SOURCE MATERIAL:
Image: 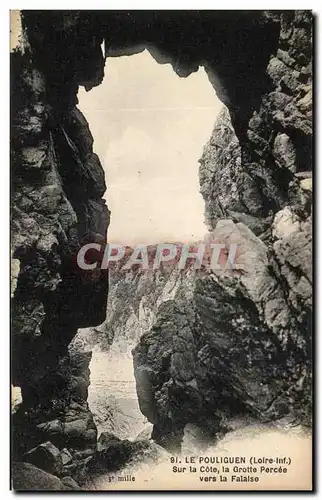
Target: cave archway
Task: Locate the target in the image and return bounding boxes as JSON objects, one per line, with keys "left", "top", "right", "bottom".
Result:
{"left": 75, "top": 48, "right": 224, "bottom": 440}
{"left": 11, "top": 10, "right": 312, "bottom": 478}
{"left": 77, "top": 49, "right": 223, "bottom": 245}
{"left": 21, "top": 10, "right": 280, "bottom": 143}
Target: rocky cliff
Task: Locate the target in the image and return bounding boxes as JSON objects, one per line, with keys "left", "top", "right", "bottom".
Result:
{"left": 133, "top": 12, "right": 312, "bottom": 450}
{"left": 11, "top": 9, "right": 312, "bottom": 489}
{"left": 70, "top": 254, "right": 186, "bottom": 440}
{"left": 133, "top": 218, "right": 312, "bottom": 451}
{"left": 11, "top": 14, "right": 109, "bottom": 486}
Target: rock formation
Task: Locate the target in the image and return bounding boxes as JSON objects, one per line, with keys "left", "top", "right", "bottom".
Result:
{"left": 11, "top": 9, "right": 312, "bottom": 488}
{"left": 12, "top": 462, "right": 76, "bottom": 491}
{"left": 133, "top": 11, "right": 312, "bottom": 451}
{"left": 133, "top": 218, "right": 312, "bottom": 450}
{"left": 11, "top": 13, "right": 109, "bottom": 488}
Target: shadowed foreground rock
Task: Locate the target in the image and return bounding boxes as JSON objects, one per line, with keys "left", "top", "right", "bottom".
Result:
{"left": 12, "top": 461, "right": 84, "bottom": 491}
{"left": 12, "top": 462, "right": 67, "bottom": 491}
{"left": 133, "top": 221, "right": 311, "bottom": 451}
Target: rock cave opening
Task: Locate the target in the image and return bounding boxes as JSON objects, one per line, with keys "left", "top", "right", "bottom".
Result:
{"left": 77, "top": 49, "right": 222, "bottom": 245}
{"left": 11, "top": 10, "right": 312, "bottom": 490}
{"left": 75, "top": 48, "right": 222, "bottom": 442}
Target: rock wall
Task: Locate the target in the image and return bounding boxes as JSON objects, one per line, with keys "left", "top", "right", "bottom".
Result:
{"left": 133, "top": 218, "right": 312, "bottom": 451}
{"left": 72, "top": 246, "right": 186, "bottom": 354}
{"left": 133, "top": 11, "right": 312, "bottom": 450}
{"left": 11, "top": 15, "right": 109, "bottom": 481}
{"left": 200, "top": 11, "right": 312, "bottom": 235}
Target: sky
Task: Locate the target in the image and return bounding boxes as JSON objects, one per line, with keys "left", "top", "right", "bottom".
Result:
{"left": 78, "top": 50, "right": 222, "bottom": 244}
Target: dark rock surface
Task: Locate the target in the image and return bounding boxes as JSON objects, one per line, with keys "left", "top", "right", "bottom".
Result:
{"left": 22, "top": 441, "right": 63, "bottom": 476}
{"left": 12, "top": 343, "right": 98, "bottom": 476}
{"left": 200, "top": 12, "right": 312, "bottom": 234}
{"left": 133, "top": 219, "right": 312, "bottom": 451}
{"left": 11, "top": 59, "right": 109, "bottom": 384}
{"left": 133, "top": 11, "right": 312, "bottom": 451}
{"left": 12, "top": 461, "right": 68, "bottom": 491}
{"left": 89, "top": 431, "right": 150, "bottom": 476}
{"left": 11, "top": 13, "right": 109, "bottom": 485}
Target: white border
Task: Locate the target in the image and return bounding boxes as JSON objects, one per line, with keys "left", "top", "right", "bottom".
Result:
{"left": 2, "top": 1, "right": 321, "bottom": 9}
{"left": 1, "top": 3, "right": 320, "bottom": 498}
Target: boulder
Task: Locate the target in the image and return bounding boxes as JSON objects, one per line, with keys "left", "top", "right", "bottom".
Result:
{"left": 22, "top": 441, "right": 63, "bottom": 477}
{"left": 90, "top": 432, "right": 149, "bottom": 475}
{"left": 12, "top": 462, "right": 66, "bottom": 491}
{"left": 273, "top": 133, "right": 297, "bottom": 172}
{"left": 60, "top": 448, "right": 73, "bottom": 465}
{"left": 133, "top": 219, "right": 312, "bottom": 450}
{"left": 97, "top": 431, "right": 122, "bottom": 451}
{"left": 64, "top": 419, "right": 87, "bottom": 438}
{"left": 61, "top": 476, "right": 83, "bottom": 490}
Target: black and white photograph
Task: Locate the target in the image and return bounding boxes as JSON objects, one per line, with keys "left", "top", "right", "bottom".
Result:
{"left": 9, "top": 8, "right": 313, "bottom": 491}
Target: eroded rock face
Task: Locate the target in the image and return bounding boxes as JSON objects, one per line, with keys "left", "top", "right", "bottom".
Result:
{"left": 200, "top": 11, "right": 312, "bottom": 240}
{"left": 133, "top": 218, "right": 312, "bottom": 451}
{"left": 11, "top": 33, "right": 108, "bottom": 482}
{"left": 133, "top": 12, "right": 312, "bottom": 450}
{"left": 11, "top": 50, "right": 109, "bottom": 390}
{"left": 12, "top": 462, "right": 67, "bottom": 491}
{"left": 12, "top": 460, "right": 83, "bottom": 491}
{"left": 77, "top": 263, "right": 186, "bottom": 352}
{"left": 12, "top": 343, "right": 98, "bottom": 479}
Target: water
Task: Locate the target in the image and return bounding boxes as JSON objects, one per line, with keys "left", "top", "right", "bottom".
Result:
{"left": 88, "top": 421, "right": 311, "bottom": 491}
{"left": 85, "top": 328, "right": 312, "bottom": 490}
{"left": 88, "top": 349, "right": 148, "bottom": 440}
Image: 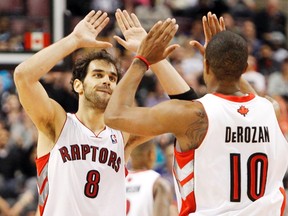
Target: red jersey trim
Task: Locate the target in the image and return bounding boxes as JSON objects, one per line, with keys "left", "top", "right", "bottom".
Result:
{"left": 280, "top": 187, "right": 286, "bottom": 216}
{"left": 35, "top": 153, "right": 50, "bottom": 176}
{"left": 174, "top": 148, "right": 195, "bottom": 168}
{"left": 179, "top": 192, "right": 197, "bottom": 216}
{"left": 74, "top": 114, "right": 105, "bottom": 137}
{"left": 213, "top": 93, "right": 255, "bottom": 102}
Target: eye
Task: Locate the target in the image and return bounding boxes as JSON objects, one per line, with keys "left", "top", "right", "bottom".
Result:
{"left": 109, "top": 76, "right": 117, "bottom": 82}
{"left": 93, "top": 73, "right": 103, "bottom": 78}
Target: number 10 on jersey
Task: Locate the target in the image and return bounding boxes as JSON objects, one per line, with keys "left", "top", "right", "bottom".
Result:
{"left": 230, "top": 153, "right": 268, "bottom": 202}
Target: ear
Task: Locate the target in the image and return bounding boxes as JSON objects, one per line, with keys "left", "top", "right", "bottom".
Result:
{"left": 204, "top": 58, "right": 210, "bottom": 74}
{"left": 73, "top": 79, "right": 83, "bottom": 94}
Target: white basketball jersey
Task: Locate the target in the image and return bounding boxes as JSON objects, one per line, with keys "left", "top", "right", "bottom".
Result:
{"left": 126, "top": 170, "right": 160, "bottom": 216}
{"left": 173, "top": 93, "right": 288, "bottom": 216}
{"left": 36, "top": 113, "right": 126, "bottom": 216}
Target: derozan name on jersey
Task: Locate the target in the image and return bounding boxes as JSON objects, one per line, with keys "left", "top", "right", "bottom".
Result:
{"left": 58, "top": 145, "right": 121, "bottom": 172}
{"left": 225, "top": 126, "right": 270, "bottom": 143}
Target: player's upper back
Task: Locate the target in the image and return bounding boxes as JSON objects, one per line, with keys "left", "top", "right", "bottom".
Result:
{"left": 174, "top": 93, "right": 288, "bottom": 215}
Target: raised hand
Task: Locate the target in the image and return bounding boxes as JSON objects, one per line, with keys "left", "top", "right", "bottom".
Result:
{"left": 72, "top": 10, "right": 113, "bottom": 49}
{"left": 190, "top": 12, "right": 225, "bottom": 55}
{"left": 137, "top": 18, "right": 179, "bottom": 65}
{"left": 114, "top": 9, "right": 147, "bottom": 52}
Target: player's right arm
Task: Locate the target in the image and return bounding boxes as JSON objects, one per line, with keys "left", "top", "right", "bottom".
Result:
{"left": 14, "top": 11, "right": 112, "bottom": 157}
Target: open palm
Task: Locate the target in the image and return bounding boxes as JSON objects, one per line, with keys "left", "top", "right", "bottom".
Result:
{"left": 114, "top": 9, "right": 147, "bottom": 52}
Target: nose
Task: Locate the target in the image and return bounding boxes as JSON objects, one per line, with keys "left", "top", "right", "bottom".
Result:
{"left": 102, "top": 75, "right": 111, "bottom": 86}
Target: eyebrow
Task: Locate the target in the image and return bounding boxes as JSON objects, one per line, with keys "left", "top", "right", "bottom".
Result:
{"left": 92, "top": 69, "right": 118, "bottom": 77}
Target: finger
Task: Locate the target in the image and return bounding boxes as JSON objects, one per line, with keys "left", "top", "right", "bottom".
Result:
{"left": 123, "top": 10, "right": 134, "bottom": 27}
{"left": 146, "top": 21, "right": 163, "bottom": 40}
{"left": 85, "top": 10, "right": 96, "bottom": 23}
{"left": 113, "top": 35, "right": 128, "bottom": 48}
{"left": 163, "top": 44, "right": 180, "bottom": 58}
{"left": 94, "top": 17, "right": 110, "bottom": 35}
{"left": 92, "top": 11, "right": 108, "bottom": 28}
{"left": 115, "top": 10, "right": 127, "bottom": 33}
{"left": 90, "top": 10, "right": 104, "bottom": 25}
{"left": 208, "top": 12, "right": 217, "bottom": 35}
{"left": 96, "top": 41, "right": 113, "bottom": 48}
{"left": 202, "top": 16, "right": 211, "bottom": 44}
{"left": 212, "top": 14, "right": 221, "bottom": 33}
{"left": 219, "top": 16, "right": 226, "bottom": 31}
{"left": 131, "top": 13, "right": 142, "bottom": 28}
{"left": 189, "top": 41, "right": 205, "bottom": 55}
{"left": 157, "top": 18, "right": 173, "bottom": 42}
{"left": 117, "top": 9, "right": 130, "bottom": 30}
{"left": 162, "top": 22, "right": 178, "bottom": 43}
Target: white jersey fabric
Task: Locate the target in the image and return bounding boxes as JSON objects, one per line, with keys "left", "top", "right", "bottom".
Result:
{"left": 126, "top": 170, "right": 160, "bottom": 216}
{"left": 173, "top": 93, "right": 288, "bottom": 216}
{"left": 36, "top": 113, "right": 126, "bottom": 216}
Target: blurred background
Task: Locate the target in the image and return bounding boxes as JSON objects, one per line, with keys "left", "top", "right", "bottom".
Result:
{"left": 0, "top": 0, "right": 288, "bottom": 215}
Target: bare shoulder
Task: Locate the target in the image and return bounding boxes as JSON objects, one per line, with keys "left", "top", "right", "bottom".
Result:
{"left": 173, "top": 100, "right": 208, "bottom": 151}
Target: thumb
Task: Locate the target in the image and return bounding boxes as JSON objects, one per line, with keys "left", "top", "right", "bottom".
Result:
{"left": 163, "top": 44, "right": 180, "bottom": 58}
{"left": 96, "top": 41, "right": 113, "bottom": 48}
{"left": 113, "top": 36, "right": 128, "bottom": 49}
{"left": 189, "top": 41, "right": 204, "bottom": 56}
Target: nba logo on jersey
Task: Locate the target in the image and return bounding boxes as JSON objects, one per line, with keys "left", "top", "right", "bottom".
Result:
{"left": 110, "top": 134, "right": 118, "bottom": 144}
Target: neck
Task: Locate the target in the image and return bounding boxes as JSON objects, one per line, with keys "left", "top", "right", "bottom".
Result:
{"left": 208, "top": 81, "right": 245, "bottom": 96}
{"left": 76, "top": 106, "right": 105, "bottom": 133}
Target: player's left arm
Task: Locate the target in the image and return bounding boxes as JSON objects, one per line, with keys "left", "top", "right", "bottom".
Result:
{"left": 114, "top": 9, "right": 195, "bottom": 99}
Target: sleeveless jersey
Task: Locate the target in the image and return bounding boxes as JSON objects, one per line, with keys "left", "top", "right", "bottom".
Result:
{"left": 35, "top": 113, "right": 126, "bottom": 216}
{"left": 173, "top": 93, "right": 288, "bottom": 216}
{"left": 126, "top": 170, "right": 160, "bottom": 216}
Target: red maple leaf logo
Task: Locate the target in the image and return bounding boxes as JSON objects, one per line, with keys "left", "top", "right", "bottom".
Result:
{"left": 237, "top": 105, "right": 249, "bottom": 116}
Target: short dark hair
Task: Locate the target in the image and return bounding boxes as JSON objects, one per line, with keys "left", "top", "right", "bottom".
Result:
{"left": 206, "top": 30, "right": 248, "bottom": 81}
{"left": 70, "top": 49, "right": 122, "bottom": 96}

EXERCISE PROMPT:
Search the data for "player". Copy every matching line.

RESULT FOR THIS EXERCISE:
Target: player's upper back
Target: player's right arm
Target: player's left arm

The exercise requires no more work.